## FRAGMENTO PARA LEER
· · · · ·

Cada 6 de enero me celebro y me canto, como diría Walt Whitman. Es mi cumpleaños. Yo fui el regalo de Reyes de mi madre, aseguraba ella, «el único huevo que puso esta gallina vieja», me dijo cuando volvimos a vernos en Berlín, luego de 10 años separados por el destierro al que fui forzado por criticar esa idea abortada de futuro mejor por la que ella y mi padre estuvieron a punto de dar la vida antes de 1959. En la foto que encabeza esta nota, tomada por el joven periodista alemán Marvin Ivo, pensaba qué responder a una interrogante que muchos deben haberse hecho: «¿qué fue para ti este 2020?». Porque haber nacido en el mismo inicio del año te permite el privilegio de evaluar años casi redondos, completos.
Difícil año, hay que decirlo. Perder amigos es arrancarte tiras del pellejo. Y el COVID y el cáncer y los suicidios por la crisis universal se encargaron de recordarme cuán frágil es la vida, cuán volátiles pueden ser las propiedades, cuán estúpido es depositar únicamente las esperanzas en las riquezas, en un trabajo o en una ideología, más si no tienes a Dios, si te falta Su promesa de estar contigo y de que tú estés siempre con Él. Aprendí a decir «te quiero» cada día, a mis colegas, a mis amigos, a mi familia, incluso a unos cuantos de mis enemigos. Y ya esa, en los tiempos de deshumanización que corren, es una enorme enseñanza.

· · · · ·

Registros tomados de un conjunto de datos
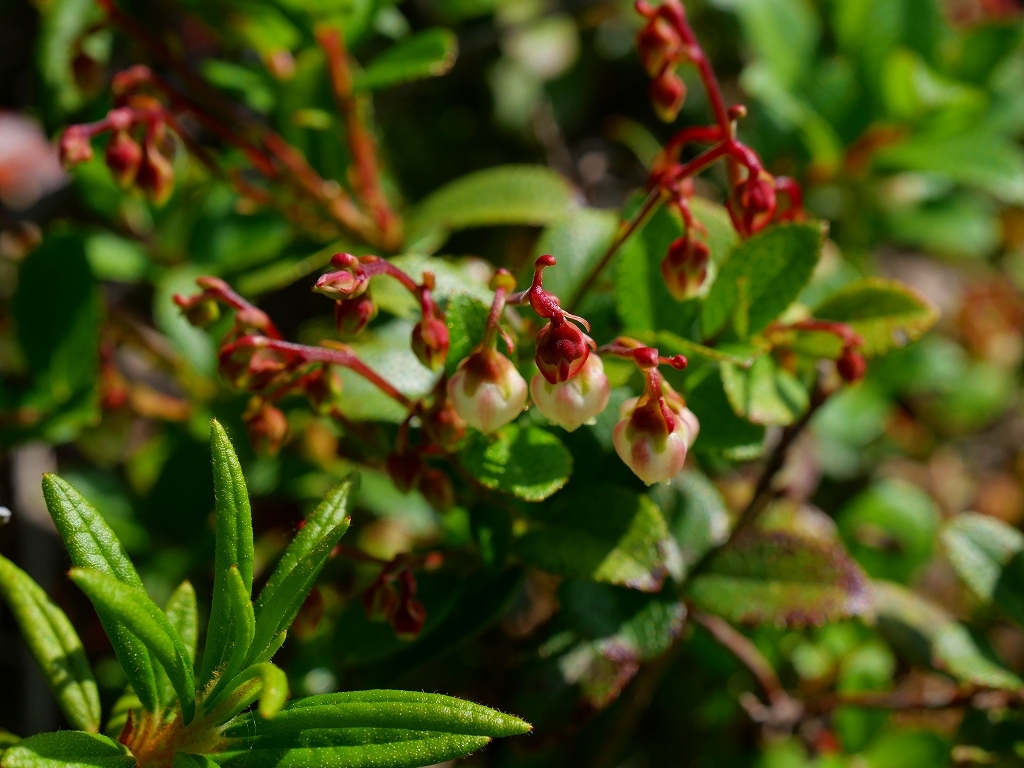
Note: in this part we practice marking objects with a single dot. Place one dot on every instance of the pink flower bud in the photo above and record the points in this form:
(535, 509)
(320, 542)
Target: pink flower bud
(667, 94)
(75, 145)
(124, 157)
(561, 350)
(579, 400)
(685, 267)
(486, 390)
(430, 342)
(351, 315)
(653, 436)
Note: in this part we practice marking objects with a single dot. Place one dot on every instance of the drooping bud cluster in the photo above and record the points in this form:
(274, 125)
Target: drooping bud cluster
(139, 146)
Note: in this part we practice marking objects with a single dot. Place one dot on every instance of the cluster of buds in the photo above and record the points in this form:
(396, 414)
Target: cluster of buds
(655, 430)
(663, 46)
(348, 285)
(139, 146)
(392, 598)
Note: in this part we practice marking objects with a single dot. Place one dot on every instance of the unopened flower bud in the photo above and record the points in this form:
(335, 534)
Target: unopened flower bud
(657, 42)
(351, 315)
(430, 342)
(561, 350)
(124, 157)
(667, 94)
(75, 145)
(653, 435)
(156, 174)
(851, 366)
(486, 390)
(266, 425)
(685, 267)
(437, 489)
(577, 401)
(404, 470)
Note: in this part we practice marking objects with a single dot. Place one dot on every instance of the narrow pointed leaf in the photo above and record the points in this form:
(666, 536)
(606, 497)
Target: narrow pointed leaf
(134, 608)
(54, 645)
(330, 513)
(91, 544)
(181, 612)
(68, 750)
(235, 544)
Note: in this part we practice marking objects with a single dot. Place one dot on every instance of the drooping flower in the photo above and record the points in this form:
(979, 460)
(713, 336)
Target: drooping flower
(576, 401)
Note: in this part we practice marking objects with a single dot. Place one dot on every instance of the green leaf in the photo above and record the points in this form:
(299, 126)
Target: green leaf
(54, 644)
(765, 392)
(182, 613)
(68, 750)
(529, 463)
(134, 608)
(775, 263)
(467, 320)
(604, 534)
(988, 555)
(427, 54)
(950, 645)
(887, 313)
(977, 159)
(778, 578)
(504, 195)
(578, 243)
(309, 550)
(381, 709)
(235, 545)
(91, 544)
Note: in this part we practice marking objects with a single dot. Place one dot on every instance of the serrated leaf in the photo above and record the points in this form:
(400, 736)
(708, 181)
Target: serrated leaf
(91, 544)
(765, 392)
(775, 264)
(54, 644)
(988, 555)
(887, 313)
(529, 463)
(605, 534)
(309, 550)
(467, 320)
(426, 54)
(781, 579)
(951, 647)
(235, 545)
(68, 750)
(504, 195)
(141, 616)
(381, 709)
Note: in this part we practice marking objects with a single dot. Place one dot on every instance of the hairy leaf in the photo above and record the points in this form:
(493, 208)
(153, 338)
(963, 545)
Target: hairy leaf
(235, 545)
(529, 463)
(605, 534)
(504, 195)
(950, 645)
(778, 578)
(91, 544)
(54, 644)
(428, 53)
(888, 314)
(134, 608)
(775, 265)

· · · · ·

Continúa, por favor, el texto sobre el cumpleaños del 6 de enero a partir de donde termina. Los registros no tienen ningún papel en esto.

Luminoso año, también hay que decirlo. En medio del caos, de las pérdidas sentimentales, de la inestabilidad mundial, del cenagal de confusiones sembradas por las teorías de las conspiraciones de todos los bandos y colores, de las absurdas guerras fratricidas por defender líderes o sistemas a los que sólo les importamos como votantes o corderos o tontos útiles, la paz de Dios me iluminó cada segundo y pude ver Su Gracia prodigándome bendiciones a manos llenas: enumerarlas, perdónenme, me resulta indecente e insensible, pues sé bien que millones de personas han tenido un año más que terrible, infernal. Lo más importante, eso sí debo decirlo: dejé de ser un apátrida (entiéndase alguien a quien las autoridades de su país se niegan a reconocer como ciudadano, negándole también todos sus derechos) y hoy tengo una nación poderosa, Alemania, que me respalda. Soy, dicho en simples palabras, orgullosamente alemán.
Así, y recordándome una y otra vez que camino junto a un Dios que lucha y vence por mí todas las batallas, beso a la mujer a la que debo todo lo que soy: Berta; recibo el abrazo de esos dos hombres de los que vivo orgulloso: mis hijos Toni y Lior; converso con mi madre que me observa desde la eternidad hace dos años; pienso en los amigos (los que han demostrado serlo de verdad, ellos saben a quiénes me refiero, estén en este mundo o ya no estén), y reverencio a ese viejo cascarrabias, mi padre, pese a que sigue creyendo en ese engendro por el que ahora mismo no puedo abrazarlo allá, en Cuba, esa isla que, lo he dicho, viaja conmigo a todas partes y es, a la vez, mi bendición y mi cruz.